◆ Objectif de l'exercice
Dans l'entretien sur l'écriture de l'imaginaire, relevez tous les titres de films dont les années 1970-1980 ont vu la naissance.

◆ Texte fourni
..............................

À vingt ans, le monde fourmille de trucs à explorer.

MM : Pourquoi choisir d’écrire de l’imaginaire ?

JVC : Parce que j’ai baigné dedans. Je suis né au début des années 1970… une époque où on pensait qu’il y aurait des voitures volantes en l’an 2000 ! L’imaginaire collectif était puissant et débridé. Les années 1970-1980 ont vu la naissance de La Guerre des étoiles, Alien, Blade Runner, Terminator, Robocop… C’était une période folle en termes de création. On a vu l’arrivée des livres dont vous êtes le héros, des premières consoles de jeux vidéo, des jeux de rôle et des « grandeur nature ». Du jour où j’ai découvert tout ça, je m’y suis jeté à corps perdu, pendant des années, volant sur les ailes de dragons stellaires, sauvant des enfers mille pucelles en détresse et affrontant les plus odieux démons, souvent avec succès, dois-je dire ! 

Lors de ma longue période « jeu de rôle », j’étais très souvent maître du jeu, car j’adorais inventer des intrigues et mettre en scène des personnages aux facettes variées, mes joueurs apportant la touche délicieuse de leurs improvisations fantasmagoriques à nos scénarios communs. J’avais déjà commencé à écrire des histoires au collège, puis au lycée (j’aimais y représenter mes copains et copines dans des rôles caricaturaux). À la fac, j’ai écrit une première nouvelle digne de ce nom (avec un début, un milieu et une fin), puis une autre, pour finir par un synopsis et quelques débuts de romans. Puis j’ai arrêté pour explorer d’autres trucs. À vingt ans, le monde fourmille de trucs à explorer.

Quand, suite à un long « creux de motivation », je me suis remis à écrire, internet avait fait son apparition dans notre quotidien et on était passé des machines à écrire aux traitements de texte (mon creux a duré un certain temps). Une plateforme de partage d’histoires canadienne, Wattpad, avait vu le jour et proposait aux apprentis auteurs, dont je faisais (et fais encore) partie, d’ouvrir leurs coffres à magie pour disperser les poussières d’histoires qui s’y cachaient. Pour moi, ça a été une révélation. D’abord, par les échanges que j’ai pu avoir avec nombre d’autrices et d’auteurs en devenir (dont certaines et certains sont aujourd’hui publiés en livre de poche), ensuite par les retours des lecteurs. Enfin on pouvait savoir si ce qu’on racontait avait du sens, ou ne serait-ce que de l’intérêt. On recevait des petites étoiles d’amour et des commentaires rassurants pour l’ego. Terminé le temps de l’écrivain ermite caché dans sa tour d’ivoire. J’avoue que ça m’a beaucoup aidé à trouver du plaisir dans l’écriture, dont le labeur est parfois ingrat.

..............................

◆ Matériel fourni
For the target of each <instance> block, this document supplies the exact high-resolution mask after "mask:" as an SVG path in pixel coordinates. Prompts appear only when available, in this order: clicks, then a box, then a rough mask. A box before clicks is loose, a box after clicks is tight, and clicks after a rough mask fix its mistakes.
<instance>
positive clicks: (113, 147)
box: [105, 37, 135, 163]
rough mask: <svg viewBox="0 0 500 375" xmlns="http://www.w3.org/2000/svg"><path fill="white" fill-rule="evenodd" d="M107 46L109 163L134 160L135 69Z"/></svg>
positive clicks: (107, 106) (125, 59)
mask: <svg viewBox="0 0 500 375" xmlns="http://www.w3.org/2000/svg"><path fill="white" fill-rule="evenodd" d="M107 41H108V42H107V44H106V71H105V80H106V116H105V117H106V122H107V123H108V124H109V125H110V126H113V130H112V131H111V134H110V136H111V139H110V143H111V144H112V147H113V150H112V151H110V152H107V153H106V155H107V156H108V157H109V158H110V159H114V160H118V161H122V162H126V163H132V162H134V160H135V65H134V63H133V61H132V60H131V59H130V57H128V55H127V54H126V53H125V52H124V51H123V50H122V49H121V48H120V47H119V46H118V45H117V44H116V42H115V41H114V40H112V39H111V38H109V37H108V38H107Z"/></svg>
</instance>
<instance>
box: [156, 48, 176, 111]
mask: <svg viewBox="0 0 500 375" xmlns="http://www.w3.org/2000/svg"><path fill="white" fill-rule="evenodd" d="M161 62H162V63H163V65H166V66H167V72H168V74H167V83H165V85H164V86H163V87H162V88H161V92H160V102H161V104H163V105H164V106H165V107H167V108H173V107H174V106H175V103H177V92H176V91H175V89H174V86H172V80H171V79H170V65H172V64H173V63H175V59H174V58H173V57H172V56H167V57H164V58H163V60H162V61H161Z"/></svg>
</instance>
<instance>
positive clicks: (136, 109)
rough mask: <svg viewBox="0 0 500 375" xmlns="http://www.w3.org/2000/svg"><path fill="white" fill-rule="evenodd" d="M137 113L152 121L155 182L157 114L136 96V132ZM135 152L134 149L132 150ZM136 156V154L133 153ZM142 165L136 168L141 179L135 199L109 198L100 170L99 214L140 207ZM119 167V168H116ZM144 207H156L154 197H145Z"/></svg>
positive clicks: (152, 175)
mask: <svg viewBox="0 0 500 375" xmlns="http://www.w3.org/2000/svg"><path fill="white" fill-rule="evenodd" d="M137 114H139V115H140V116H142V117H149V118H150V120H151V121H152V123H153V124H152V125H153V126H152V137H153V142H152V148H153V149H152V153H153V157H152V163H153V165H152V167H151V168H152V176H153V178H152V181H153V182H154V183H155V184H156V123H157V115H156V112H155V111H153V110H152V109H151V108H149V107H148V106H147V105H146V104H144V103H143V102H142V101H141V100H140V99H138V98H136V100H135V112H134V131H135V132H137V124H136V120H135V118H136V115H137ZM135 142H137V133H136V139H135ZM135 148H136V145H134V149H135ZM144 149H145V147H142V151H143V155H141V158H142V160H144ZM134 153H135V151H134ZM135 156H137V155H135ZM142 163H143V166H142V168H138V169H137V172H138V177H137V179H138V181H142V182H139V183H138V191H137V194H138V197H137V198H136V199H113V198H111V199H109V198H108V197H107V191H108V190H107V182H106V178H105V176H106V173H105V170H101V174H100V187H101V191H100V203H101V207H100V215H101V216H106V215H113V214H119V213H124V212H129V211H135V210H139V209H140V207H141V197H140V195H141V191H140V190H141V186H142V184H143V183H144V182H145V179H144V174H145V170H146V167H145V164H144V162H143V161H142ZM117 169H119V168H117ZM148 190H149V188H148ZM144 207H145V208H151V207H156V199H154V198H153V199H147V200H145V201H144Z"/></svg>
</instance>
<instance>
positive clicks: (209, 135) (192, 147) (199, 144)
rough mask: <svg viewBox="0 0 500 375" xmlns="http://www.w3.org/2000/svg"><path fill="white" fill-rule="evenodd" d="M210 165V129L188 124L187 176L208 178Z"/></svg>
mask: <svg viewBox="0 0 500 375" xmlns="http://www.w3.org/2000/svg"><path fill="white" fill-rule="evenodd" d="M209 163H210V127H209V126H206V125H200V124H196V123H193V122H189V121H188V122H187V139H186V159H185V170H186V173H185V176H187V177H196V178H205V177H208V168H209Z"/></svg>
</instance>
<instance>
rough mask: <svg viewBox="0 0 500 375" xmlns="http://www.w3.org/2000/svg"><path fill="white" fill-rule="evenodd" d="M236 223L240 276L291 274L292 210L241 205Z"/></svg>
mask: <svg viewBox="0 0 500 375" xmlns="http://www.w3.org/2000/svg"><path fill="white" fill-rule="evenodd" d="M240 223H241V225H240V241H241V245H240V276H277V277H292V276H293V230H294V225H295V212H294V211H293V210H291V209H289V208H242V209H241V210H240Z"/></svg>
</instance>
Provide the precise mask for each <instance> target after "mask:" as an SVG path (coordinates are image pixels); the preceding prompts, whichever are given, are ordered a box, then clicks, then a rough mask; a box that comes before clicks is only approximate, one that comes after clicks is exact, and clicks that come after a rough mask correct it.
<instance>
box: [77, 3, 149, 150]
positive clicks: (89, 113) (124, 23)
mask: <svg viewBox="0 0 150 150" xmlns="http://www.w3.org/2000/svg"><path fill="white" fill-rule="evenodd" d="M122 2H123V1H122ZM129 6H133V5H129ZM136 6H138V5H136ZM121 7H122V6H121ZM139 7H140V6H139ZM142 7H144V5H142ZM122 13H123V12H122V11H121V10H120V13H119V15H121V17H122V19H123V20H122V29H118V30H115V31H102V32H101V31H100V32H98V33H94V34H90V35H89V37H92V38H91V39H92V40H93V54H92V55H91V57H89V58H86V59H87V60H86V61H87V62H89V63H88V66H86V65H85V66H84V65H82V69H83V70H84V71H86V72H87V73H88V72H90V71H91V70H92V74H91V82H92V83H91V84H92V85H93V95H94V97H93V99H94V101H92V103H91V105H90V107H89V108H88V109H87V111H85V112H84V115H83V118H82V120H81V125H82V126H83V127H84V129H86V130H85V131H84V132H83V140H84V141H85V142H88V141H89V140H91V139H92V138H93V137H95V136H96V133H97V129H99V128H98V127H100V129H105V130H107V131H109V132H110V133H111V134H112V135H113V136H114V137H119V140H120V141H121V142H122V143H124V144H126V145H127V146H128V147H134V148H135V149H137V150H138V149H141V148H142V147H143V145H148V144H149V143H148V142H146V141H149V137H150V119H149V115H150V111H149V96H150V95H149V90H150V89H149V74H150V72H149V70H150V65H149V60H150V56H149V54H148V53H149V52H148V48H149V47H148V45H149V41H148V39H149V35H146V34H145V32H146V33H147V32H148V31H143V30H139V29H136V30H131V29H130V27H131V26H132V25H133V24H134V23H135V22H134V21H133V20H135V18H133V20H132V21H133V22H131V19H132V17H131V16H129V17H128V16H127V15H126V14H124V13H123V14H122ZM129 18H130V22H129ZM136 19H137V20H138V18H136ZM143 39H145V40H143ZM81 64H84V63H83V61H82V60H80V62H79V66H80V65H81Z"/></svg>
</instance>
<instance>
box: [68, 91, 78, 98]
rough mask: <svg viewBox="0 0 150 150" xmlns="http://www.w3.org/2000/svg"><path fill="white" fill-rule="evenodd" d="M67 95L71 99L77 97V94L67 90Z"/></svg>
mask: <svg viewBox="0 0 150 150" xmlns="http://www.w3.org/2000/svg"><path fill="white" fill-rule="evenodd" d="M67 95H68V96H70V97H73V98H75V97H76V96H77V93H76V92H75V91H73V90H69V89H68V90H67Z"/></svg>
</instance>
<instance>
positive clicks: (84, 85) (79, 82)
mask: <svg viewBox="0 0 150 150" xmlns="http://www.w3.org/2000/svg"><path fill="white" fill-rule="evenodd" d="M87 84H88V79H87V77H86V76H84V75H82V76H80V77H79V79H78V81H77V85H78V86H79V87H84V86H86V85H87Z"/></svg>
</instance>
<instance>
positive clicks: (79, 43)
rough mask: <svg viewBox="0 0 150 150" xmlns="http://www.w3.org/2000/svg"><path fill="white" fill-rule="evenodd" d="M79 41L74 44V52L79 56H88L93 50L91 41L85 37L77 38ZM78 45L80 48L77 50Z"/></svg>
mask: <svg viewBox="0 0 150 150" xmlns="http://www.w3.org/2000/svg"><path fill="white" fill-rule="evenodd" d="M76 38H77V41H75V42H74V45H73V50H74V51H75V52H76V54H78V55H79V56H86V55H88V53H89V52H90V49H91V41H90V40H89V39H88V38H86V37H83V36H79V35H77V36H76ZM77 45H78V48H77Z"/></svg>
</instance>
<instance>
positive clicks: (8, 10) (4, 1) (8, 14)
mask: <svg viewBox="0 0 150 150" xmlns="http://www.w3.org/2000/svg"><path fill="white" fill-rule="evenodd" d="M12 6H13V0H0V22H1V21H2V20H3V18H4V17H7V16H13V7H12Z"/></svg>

..............................

◆ Corrigé de l'exercice
La Guerre des étoiles, Alien, Blade Runner, Terminator, Robocop